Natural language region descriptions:
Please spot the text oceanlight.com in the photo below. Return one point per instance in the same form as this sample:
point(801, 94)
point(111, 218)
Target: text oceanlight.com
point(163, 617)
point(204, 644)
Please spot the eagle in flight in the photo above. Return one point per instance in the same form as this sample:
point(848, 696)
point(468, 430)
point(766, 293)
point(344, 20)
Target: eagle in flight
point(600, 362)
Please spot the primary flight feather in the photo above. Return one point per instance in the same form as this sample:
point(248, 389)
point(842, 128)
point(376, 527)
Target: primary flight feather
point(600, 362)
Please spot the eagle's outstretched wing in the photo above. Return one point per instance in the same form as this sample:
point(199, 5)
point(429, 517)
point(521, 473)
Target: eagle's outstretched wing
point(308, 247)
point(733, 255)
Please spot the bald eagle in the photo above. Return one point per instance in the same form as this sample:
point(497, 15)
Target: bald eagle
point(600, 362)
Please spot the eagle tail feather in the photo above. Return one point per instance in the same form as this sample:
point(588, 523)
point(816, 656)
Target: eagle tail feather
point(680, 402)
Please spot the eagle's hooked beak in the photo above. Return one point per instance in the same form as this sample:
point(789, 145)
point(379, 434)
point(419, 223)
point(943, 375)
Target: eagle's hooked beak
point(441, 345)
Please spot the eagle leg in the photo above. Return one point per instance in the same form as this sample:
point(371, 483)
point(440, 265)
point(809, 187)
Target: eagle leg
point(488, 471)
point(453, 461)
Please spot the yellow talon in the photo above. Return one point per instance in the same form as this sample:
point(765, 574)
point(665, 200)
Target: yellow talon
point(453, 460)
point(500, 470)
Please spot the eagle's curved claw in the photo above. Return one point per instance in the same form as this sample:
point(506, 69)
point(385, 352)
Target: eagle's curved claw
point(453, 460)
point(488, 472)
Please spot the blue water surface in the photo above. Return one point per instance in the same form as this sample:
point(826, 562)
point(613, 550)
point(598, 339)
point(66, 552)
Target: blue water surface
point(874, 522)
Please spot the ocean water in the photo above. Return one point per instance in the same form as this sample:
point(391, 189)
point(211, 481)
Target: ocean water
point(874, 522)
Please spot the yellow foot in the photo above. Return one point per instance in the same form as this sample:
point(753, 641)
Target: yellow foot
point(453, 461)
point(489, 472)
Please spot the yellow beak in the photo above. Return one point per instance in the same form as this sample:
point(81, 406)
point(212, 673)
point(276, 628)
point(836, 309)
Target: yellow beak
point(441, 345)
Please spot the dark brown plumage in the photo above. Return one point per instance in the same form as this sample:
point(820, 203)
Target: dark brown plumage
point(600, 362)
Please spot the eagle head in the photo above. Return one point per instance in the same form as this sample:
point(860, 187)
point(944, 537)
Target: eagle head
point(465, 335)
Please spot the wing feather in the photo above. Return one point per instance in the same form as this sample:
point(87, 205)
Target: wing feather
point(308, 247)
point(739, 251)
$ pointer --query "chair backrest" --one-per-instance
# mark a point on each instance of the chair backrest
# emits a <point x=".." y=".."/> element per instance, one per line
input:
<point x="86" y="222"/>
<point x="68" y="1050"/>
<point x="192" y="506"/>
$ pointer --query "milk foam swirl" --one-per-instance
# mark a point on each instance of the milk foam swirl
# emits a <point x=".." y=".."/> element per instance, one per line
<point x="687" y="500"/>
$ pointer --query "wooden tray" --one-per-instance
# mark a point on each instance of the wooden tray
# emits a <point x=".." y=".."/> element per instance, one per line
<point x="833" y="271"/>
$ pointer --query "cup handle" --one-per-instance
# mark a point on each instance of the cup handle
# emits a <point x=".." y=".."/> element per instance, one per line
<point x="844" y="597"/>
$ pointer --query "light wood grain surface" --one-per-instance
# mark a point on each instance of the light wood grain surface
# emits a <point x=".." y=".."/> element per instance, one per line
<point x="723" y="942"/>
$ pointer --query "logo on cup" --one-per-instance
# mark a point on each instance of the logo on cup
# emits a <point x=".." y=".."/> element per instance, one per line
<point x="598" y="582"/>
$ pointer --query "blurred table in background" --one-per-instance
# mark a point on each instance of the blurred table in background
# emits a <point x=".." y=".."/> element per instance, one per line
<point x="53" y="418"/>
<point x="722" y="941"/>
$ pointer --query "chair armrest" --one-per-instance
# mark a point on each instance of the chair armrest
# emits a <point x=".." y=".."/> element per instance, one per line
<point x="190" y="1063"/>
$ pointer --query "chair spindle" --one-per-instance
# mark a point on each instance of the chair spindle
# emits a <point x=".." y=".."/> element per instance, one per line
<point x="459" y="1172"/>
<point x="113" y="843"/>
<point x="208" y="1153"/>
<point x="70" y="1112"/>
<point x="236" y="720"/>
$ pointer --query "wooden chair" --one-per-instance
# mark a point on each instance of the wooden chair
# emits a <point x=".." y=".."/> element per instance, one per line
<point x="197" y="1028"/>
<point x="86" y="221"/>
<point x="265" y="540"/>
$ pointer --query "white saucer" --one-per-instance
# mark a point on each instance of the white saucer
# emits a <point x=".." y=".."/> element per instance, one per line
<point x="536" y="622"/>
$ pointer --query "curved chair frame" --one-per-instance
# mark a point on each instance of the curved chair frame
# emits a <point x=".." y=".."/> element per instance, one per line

(Exercise instructions) Wherever the word "white" occurs in the data above, copy the line it sits in.

(Response to this exercise)
$ pointer --query "white saucer" --one-per-instance
# mark a point on each instance of the white saucer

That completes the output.